-- Start TEXT SHOWN --
NVlabs/MambaVision

nn.Moudlelist

Closed this issue · 8 comments

Hi, Ali.
Recently, read your paper and code carefully
Thank you for your good architectural design, I want to use it for my research.
In that sense, I have a question, which may seem like a very simple question to you but is a little troubling to me.
I would like to ask you how to call your nn.Moudlelist or where to find your nn.Moudlelist concrete file.
I would appreciate your reply.

Hi @zhuangzexuan , thanks for raising this issue.

If you can please provide more information about how you would like to use this architecture. For example, what features are going to be extracted then I can help.

I assume you intend to use some or all parts of the networks via ModuleList.

In it's most simplistic format, you can add the following as a new file in the same folder that the model is defined and run inference (and other things):

from mamba_vision import *
import torch 

model = mamba_vision_T().cuda().eval()
resolution = 224
input_data = torch.randn((128, 3, resolution, resolution)).cuda()
output = model(input_data)

Ok, I appreciate your reply
I am trying to add the MambaVisionLayer to my network structure
Training when MambaVisionLayer does not use downsampling and uses conv instead of transformer
Next, I will try to use transformer, but I may not use yaml files of different models. I wonder if it is feasible to use yaml files and relevant parameters of different models in mamba_vision directly and put them into the network structure.
-- End TEXT SHOWN --
-- Start LISTED ENTRIES --
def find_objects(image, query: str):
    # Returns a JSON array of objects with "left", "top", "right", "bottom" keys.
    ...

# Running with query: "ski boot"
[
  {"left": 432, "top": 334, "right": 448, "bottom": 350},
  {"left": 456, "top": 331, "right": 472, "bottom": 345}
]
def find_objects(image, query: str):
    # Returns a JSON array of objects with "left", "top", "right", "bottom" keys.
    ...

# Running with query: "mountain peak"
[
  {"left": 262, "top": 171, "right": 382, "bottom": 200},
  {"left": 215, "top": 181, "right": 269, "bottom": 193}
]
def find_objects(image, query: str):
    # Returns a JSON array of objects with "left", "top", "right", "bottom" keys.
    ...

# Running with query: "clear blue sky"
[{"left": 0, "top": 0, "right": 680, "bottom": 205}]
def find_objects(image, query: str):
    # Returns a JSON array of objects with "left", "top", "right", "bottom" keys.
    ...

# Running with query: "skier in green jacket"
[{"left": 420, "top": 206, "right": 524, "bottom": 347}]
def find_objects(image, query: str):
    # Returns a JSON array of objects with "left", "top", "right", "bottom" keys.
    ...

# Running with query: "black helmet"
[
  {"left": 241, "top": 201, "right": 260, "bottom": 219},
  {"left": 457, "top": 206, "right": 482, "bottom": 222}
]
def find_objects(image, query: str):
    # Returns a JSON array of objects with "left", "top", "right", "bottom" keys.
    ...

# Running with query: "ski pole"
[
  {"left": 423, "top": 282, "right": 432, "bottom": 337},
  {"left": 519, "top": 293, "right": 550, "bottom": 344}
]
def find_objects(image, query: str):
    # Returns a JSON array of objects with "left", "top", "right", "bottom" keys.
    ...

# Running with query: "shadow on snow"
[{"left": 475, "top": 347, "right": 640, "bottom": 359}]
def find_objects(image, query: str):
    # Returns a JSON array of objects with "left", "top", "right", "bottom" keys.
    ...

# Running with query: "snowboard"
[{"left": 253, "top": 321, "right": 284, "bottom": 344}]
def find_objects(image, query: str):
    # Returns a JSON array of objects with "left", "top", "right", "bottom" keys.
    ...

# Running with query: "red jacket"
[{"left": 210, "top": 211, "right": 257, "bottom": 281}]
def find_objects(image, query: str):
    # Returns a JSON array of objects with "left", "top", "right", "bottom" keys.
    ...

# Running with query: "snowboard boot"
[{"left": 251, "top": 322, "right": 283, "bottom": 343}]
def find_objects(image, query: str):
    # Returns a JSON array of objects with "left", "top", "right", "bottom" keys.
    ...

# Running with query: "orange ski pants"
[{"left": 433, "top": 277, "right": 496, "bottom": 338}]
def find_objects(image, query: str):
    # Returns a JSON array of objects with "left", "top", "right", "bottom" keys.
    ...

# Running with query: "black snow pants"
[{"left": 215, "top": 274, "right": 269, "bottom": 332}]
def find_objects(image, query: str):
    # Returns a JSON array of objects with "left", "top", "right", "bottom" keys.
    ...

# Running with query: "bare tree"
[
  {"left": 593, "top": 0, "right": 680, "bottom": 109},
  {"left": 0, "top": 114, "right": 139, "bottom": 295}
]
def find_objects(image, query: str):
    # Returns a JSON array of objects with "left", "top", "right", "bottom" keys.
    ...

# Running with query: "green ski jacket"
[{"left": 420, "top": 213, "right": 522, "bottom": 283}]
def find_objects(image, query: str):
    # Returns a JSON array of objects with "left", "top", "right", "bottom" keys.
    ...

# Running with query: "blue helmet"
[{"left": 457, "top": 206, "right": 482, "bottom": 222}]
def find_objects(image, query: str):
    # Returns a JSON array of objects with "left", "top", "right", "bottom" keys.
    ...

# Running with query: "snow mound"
-- End LISTED ENTRIES --
### DIRECTIVE 1:
In the MambaVision issue thread, turn the paragraph that begins "Ok, I appreciate your reply" into a short bulleted list that keeps its main facts.
### DIRECTIVE 2:
Name every variable assigned a value in the code snippet of the MambaVision issue thread.
### DIRECTIVE 3:
Write the next part of the MambaVision issue thread, starting after its last sentence.
The records are separate from the MambaVision issue thread.

### EXPECTED ANSWER 1:
- The poster is adding MambaVisionLayer to their own network structure.
- They trained with MambaVisionLayer set to use no downsampling and conv in place of the transformer.
- Their next step is to try the transformer, though they may not use the yaml files of different models.
- They ask whether the yaml files and related parameters of the different models in mamba_vision can be used directly in their network structure.

### EXPECTED ANSWER 2:
- model
- resolution
- input_data
- output

### EXPECTED ANSWER 3:
@zhuangzexuan In this case, we can simply import any of the layers from MambaVision architecture to be used along with other layers. For example, assuming that we want to use MambaVisionMixer in a new block with conv layers:

from mamba_vision import MambaVisionMixer
import torch.nn as nn


class MyMambaVisionModule(nn.Module):

    def __init__(self, dim):
        super().__init__()
        self.layers = nn.Sequential(
            nn.Conv2d(dim, dim, 3, 1, 1,
                      groups=dim, bias=False),
            nn.GELU(),
            self.mixer = MambaVisionMixer(d_model=dim, d_state=8, d_conv=3, expand=1)
            nn.Conv2d(dim, dim, 1, 1, 0, bias=False),
        )

    def forward(self, x):
        x = self.layers(x)
        return x

Any other layers or blocks in MambaVision can be imported and used in your architecture in the same way. I also prefer nn.Sequential since it has its own forward method and allows for more flexibility.

Thank you very much for your reply
I am making modifications according to what you said, the layers in MambaVision are very flexible and easy to use
Finally, thank you again for your reply and the code you provided. If there are any questions, I may bother you again. I hope you can understand

@zhuangzexuan great to know the provided snippet is somewhat useful. Looking forward to see what you build.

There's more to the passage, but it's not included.